**WORK ITEM**.
For the entries that follow, produce an exact copy with no pictures in it.

Data records:
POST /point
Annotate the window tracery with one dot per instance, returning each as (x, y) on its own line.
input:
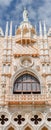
(26, 83)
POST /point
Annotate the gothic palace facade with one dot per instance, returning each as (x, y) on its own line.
(25, 77)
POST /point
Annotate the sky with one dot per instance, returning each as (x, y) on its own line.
(12, 10)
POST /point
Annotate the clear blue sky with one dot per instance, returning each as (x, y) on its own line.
(13, 9)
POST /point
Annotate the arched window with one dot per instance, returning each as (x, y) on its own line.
(26, 83)
(44, 128)
(11, 128)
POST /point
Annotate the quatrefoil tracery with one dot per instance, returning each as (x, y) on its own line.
(36, 119)
(19, 119)
(3, 119)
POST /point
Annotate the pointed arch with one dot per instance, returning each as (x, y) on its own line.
(28, 71)
(27, 128)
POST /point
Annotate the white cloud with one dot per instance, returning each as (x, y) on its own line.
(44, 12)
(5, 2)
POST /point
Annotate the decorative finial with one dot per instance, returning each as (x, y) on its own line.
(45, 32)
(11, 28)
(40, 28)
(25, 15)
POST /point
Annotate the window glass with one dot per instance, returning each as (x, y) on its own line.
(26, 83)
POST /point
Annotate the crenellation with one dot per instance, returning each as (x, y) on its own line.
(25, 77)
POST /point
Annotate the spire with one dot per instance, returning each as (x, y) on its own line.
(10, 29)
(45, 34)
(6, 32)
(40, 28)
(25, 15)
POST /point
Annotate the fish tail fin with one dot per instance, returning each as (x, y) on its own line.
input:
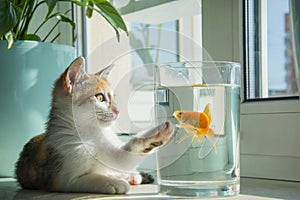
(207, 111)
(185, 136)
(211, 137)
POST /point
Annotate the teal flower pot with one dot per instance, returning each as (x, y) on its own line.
(28, 71)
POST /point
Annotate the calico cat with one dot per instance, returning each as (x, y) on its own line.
(79, 151)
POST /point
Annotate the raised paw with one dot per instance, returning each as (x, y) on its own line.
(117, 187)
(162, 135)
(149, 140)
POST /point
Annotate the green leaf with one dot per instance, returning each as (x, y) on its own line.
(51, 4)
(111, 15)
(9, 36)
(79, 3)
(89, 9)
(65, 18)
(9, 15)
(32, 37)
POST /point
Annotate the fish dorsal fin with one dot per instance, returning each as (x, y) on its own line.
(207, 111)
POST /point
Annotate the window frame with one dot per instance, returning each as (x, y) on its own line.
(268, 130)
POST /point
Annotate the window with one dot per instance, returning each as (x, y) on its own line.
(269, 53)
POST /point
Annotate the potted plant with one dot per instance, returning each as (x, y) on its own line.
(30, 61)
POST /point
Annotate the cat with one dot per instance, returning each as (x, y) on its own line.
(79, 152)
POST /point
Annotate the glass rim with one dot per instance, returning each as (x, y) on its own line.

**TASK OUTPUT**.
POST /point
Annotate the window tracery with one dot per instance, returning each as (x, y) on its own line.
input:
(26, 83)
POST /point
Annotate the gothic palace facade with one dot per instance, returning each as (x, y) on its own line.
(25, 77)
POST /point
Annotate the sky with one dot per instance, returning each as (x, y) on its own line.
(12, 10)
POST /point
Annotate the clear blue sky with one dot per instance, returning each as (x, y) on its own line.
(13, 9)
POST /point
Annotate the arched window with one dot per instance, returning each as (x, y) on its own line.
(26, 83)
(44, 128)
(11, 128)
POST /point
Annotate the quatrefoil tracery with one dot per instance, returning each as (x, y) on its own line.
(36, 119)
(19, 119)
(3, 119)
POST /point
Annotate the pointed arch with one dot per instance, returning each as (x, y) on its own line.
(28, 71)
(27, 128)
POST /point
Annotate the white cloud with one dot per instance, returning each as (x, y) on its own line.
(44, 12)
(5, 2)
POST /point
Annotate the decorative finial with one dot per instance, returning each as (x, y) on its own line.
(45, 32)
(11, 28)
(40, 28)
(25, 15)
POST /point
Annotate the window glass with one dot per instance, returning each as (x, y) on its own line.
(26, 83)
POST /point
Annotate the crenellation with one dot per instance, returning each as (x, y) on its own line.
(25, 77)
POST /point
Annotate the spire with one dot per instance, returning each as (x, y) on its own line.
(10, 29)
(45, 34)
(6, 32)
(40, 28)
(25, 15)
POST /point
Annotate the fish tail fin with one dot per instance, returning each as (x, y) on its own line.
input:
(207, 111)
(185, 136)
(211, 137)
POST /point
Annotate the teal flower pot with one dot per instance, returning each as (x, y) on its own line.
(28, 71)
POST /point
Annotate the calico cat with one dot per instance, returning each as (x, y) on its own line.
(79, 151)
POST /point
Annotate the raised paw with one dot per instance, returning each as (x, y) on its own line.
(117, 187)
(162, 135)
(149, 140)
POST /point
Annotate the green leaf with one dot per instance, returning each as (x, y) on its own line.
(51, 4)
(111, 15)
(9, 36)
(79, 3)
(89, 9)
(65, 18)
(9, 15)
(32, 37)
POST /point
Annotate the fish dorsal fin with one dot per instance, returning each as (x, y) on its own line.
(207, 111)
POST /point
Annotate the window frame with one dot per instance, returning each as (x, y) on its own line.
(268, 130)
POST /point
Annotate the window with one dot per instance, returning each as (x, y) on its own line.
(269, 53)
POST /point
Annotate the potted plant with one dot per instance, returning each as (x, y) on its own line.
(30, 61)
POST /point
Annotate the cat with one dot per instance, returning each as (x, y) on its own line.
(79, 152)
POST /point
Annotate the glass rim with one dot per instance, returning each as (x, y) on its own line.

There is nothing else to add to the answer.